■ **Activities**:
(a) In the reader comments, which commenter gives United Kingdom as a location?
(b) Transcribe the reader comments from "Picto (#64)" down to "the near future.".
(c) Write the next part of the reader comment thread about the story, starting after its final line.

■ **Excerpt**:
++++++++++++++++++++

Machine Man subscriber Bushra (#36)

Location: Fremont, California
Quote: ""
Posted: 4671 days ago

Great story Max. Really. I think I prefer this one to Springtide.

Picto (#64)

Location: United Kingdom
Quote: "Who is more foolish, the child afraid of the dark or the man afraid of the light? - Maurice Freehill"
Posted: 4671 days ago

Just read it in the .pdf file. Had me gripped into the very end. These days I'm just so busy that I never have time to sit down and read a full book that often, so short stories are always fascinating reads. Great story, hope you churn out some more in the near future.

Gregory Rubin (#72)

Location: Seattle, WA
Quote: "SSIMB!"
Posted: 4671 days ago


I think that's the first story of yours that I've read that actively disturbs me. Beautiful and left me wanting just a paragraph more. (Oh, such temptation.)

Joel (#3353)

Location: Michigan, USA
Quote: ""Sweet, flakey gods!""

++++++++++++++++++++

Point-per-instance localization data:
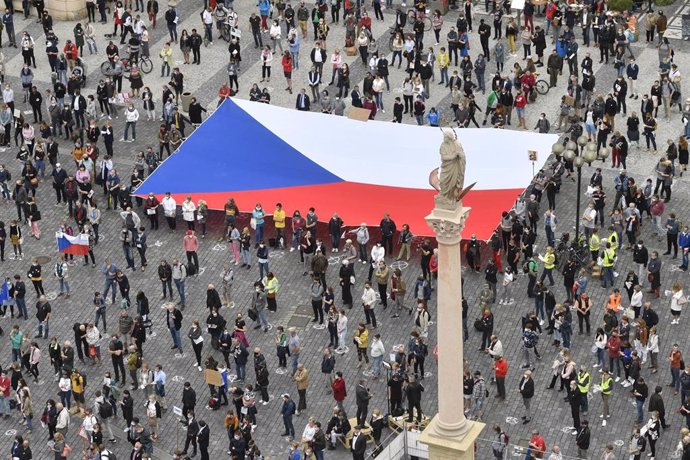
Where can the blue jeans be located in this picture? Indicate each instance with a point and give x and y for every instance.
(43, 329)
(675, 378)
(64, 285)
(259, 233)
(5, 405)
(179, 284)
(133, 125)
(263, 267)
(289, 428)
(640, 408)
(261, 316)
(176, 338)
(295, 360)
(21, 307)
(109, 284)
(444, 75)
(376, 365)
(379, 101)
(241, 374)
(246, 256)
(608, 276)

++++++++++++++++++++

■ **Answers given**:
(a) Picto (#64)

(b)
Picto (#64)

Location: United Kingdom
Quote: "Who is more foolish, the child afraid of the dark or the man afraid of the light? - Maurice Freehill"
Posted: 4671 days ago

Just read it in the .pdf file. Had me gripped into the very end. These days I'm just so busy that I never have time to sit down and read a full book that often, so short stories are always fascinating reads. Great story, hope you churn out some more in the near future.

(c)
Posted: 4671 days ago

The idea that there are people who might actually think this way is terrifying.

That said, gripping and well-told. I particularly liked initial pages, about the monotony of trying to conceive. More people need to come to that realization.

Colette (#324)

Location: Houston, Texas, USA
Quote: ""The good Earth — we could have saved it, but we were too damn cheap and lazy" -- Kurt Vonnegut"
Posted: 4671 days ago

This was quite possibly the most well-told short story I've read recently. I had to read the last paragraph at least five times. Not because I didn't get it, but because it was so beautifully disturbing.

blab (#1632)

Location: The Sandwich Isles
Quote: "Adventure is just poor planning"
Posted: 4671 days ago

They're both good -- slide the reader along like a wet dream and then -- the plunge into the abyss. I suspect you've found your form: Max the Marvelously Macabre.

Josh Kinal (#3354)

Location: Melbourne, Australia
Posted: 4671 days ago


If creepy dolls' heads are your thing, can I present to you the work of the very talented Peter Milne:


Josh Kinal (#3354)

Location: Melbourne, Australia
Posted: 4671 days ago

Can I also include a question mark in that last comment?

Machine Man subscriber Katie Ellert (#207)

Location: Calgary AB Canada
Quote: "Where's Lola? WHERE'S LOLA?!?!"
Posted: 4671 days ago

I really enjoyed this.
It's completely different than any of your other work, which impressed me.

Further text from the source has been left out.